## SUPPLIED RECORDS

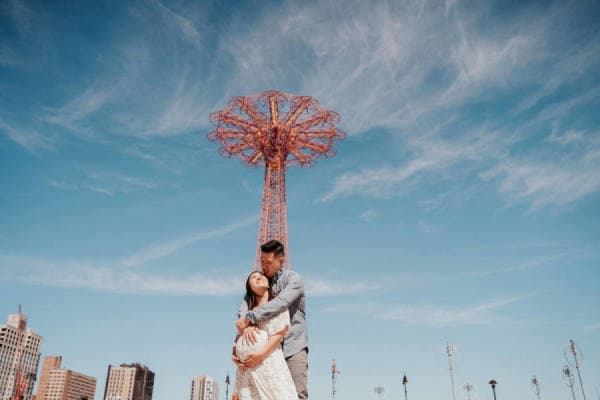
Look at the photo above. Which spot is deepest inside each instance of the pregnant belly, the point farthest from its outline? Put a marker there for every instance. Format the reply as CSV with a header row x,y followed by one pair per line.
x,y
243,349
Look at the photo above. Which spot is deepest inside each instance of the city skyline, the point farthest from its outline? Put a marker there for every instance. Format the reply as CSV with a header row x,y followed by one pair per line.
x,y
462,206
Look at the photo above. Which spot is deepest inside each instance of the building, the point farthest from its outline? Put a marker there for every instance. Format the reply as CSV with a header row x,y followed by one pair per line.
x,y
11,337
50,363
129,382
62,384
204,388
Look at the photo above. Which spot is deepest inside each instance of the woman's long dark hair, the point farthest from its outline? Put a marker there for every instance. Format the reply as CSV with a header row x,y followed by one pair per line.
x,y
250,296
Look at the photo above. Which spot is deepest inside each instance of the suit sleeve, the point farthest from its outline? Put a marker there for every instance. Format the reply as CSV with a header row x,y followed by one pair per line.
x,y
288,295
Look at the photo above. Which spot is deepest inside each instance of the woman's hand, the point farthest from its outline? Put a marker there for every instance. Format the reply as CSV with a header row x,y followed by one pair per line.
x,y
254,360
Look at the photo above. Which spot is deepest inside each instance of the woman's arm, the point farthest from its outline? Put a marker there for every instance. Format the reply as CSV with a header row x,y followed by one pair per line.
x,y
274,340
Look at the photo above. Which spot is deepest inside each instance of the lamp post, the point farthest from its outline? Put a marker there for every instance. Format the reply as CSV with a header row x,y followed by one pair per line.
x,y
575,351
493,383
536,386
568,378
468,387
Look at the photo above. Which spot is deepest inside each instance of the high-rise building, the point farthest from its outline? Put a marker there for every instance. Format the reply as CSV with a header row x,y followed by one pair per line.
x,y
129,382
50,363
62,384
204,388
12,339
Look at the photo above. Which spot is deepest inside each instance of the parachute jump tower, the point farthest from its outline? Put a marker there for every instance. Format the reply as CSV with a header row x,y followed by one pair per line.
x,y
275,130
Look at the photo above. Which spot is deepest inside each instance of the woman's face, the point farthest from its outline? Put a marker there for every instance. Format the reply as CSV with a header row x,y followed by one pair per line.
x,y
258,283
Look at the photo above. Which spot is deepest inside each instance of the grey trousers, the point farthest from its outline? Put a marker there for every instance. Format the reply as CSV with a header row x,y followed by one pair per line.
x,y
298,365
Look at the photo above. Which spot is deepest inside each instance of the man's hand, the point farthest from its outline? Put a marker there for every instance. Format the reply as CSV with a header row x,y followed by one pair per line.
x,y
254,360
242,323
238,363
249,334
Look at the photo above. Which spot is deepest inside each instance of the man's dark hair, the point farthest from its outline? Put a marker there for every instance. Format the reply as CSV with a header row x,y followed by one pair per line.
x,y
273,246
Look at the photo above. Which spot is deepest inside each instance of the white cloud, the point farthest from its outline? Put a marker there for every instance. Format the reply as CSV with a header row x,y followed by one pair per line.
x,y
73,114
429,315
85,275
30,140
369,215
592,327
557,183
165,249
330,288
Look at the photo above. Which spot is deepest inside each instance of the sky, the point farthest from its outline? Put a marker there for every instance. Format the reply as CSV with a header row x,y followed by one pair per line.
x,y
463,205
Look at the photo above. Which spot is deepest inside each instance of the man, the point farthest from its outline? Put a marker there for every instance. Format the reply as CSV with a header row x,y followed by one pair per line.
x,y
288,289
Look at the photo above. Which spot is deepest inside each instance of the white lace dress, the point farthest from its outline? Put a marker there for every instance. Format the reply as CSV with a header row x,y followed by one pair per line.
x,y
271,380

## TASK OBJECTIVE
All of the records need repeating exactly, except for the pictures.

## FINAL RESULT
Look at the photo above. Which spot is deepest inside each instance of the pregnant belly, the point farthest from its outline? Put a marker there for every instance. Format the reply as CSV with a header row x,y followed by one pair per line.
x,y
243,349
Look at the photo above. Which spot is deepest inside each instance of the city skyline, the point farthest from its outline? Put a marker there for every instance. Format the reply as CSV with a header row x,y followed by one pair per line.
x,y
462,206
Look at the photo above. Which spot is deepest inside each instance of the building, the point farthest from its outline? Put a marker there for every instance. Format the reply as CSV with a header row x,y followed by one pair per line.
x,y
11,337
50,363
129,382
62,384
204,388
Look at the photo above. Which spot is deepest inside each instance of the woman's long dark hair, the point farthest from its outline? Put a marker there for every instance. Format the reply as CSV with a header row x,y followed by one pair per line.
x,y
250,296
Look at the photo above. Which spot is deepest inside each instance of the suit sleeve, the point farthest from its outline? Put a marker there for every instance. Format the reply as CSV with a header row x,y followed by one pair per line.
x,y
288,295
Look at the photo above. Which spot is deepest inside each instance of the woman's hand, the point farthest from its outline? Put a marker there for every instance. Format the reply as CSV with a header row x,y followed by one pair per line.
x,y
254,360
Look at the photo above. Which spot is deepest inside each instance of the woman's arm, the point farthest from its outline? Put a marker there for every instance. Format the reply as CSV with a header row x,y followed by one pair per line.
x,y
274,340
Look at the photo above. Which spot is deepest inside each instance of the lamp post, the point farthest from its outline? Put a marker there for every instance. Format the reply as CSV with a header row x,y followed by one pair per line.
x,y
575,351
493,383
536,386
568,378
468,387
Look at the photo above. Which spot is deepest inside each instance of the high-rise building, the point farthest from its outline? Put a marker there for every instance. Format the reply as CSV with a header row x,y followed by one pair per line.
x,y
129,382
50,363
62,384
204,388
12,339
Look at the photo above. Which spot is deepest inside each instance of the parachute jump tower, the point farthest from its outline? Put a marker there for every instance. Format the reply as CSV with a header row x,y followed by one pair per line.
x,y
275,130
Look at the photo above. Which spot is deepest inside each instance of the woman's face, the point farthest from its outline? Put a marker there for every instance. Format the reply as CSV with a header row x,y followed by one pair per line.
x,y
258,283
Look at the photo above. Which spot is deepest inside each instance of the grey trousers, the point farthest from its outline? Put a marker there for every instance. Format the reply as CSV with a header row x,y followed by one pair per line.
x,y
298,365
Look at the photo above. Which spot is deepest inside each instance of the man's hand, the point farthest from its outline? Put a marker there for every instance. Format the reply as CSV with a header row x,y followed by one pair per line.
x,y
254,360
242,323
238,363
249,334
Look at the photo above. Which spot is deepest inside each instance of the man's dark hair, the point farthest from its outline? Put a marker there for every instance. Format the reply as CSV with a header row x,y followed by one pair per line.
x,y
273,246
Look at the photo above. Which spot is deepest inside each instance of the white cloud, the point farthest from its outline? Put a marker there for every instance. Format the reply as CSV with a header row x,y followed by one pair per line.
x,y
73,114
429,315
85,275
30,140
369,215
592,327
557,183
165,249
330,288
Look at the photo above. Which spot is deepest inside each instance of the sky, the point farthest from its outline? Put a marker there for every instance. Format the reply as CSV with a header row x,y followed by one pair per line.
x,y
463,205
Look at the photo above. Which spot is deepest inside each instance of the man, the point farthest from its outline? Put a marker there for every instance. Format the reply as CSV with a header row x,y followed by one pair per line.
x,y
288,289
Look at the photo above. Which spot is deepest inside each instance of the white lace dress, the point farthest from its outline? Put a marker there for every instance. Format the reply as CSV with a header row x,y followed by one pair per line.
x,y
271,380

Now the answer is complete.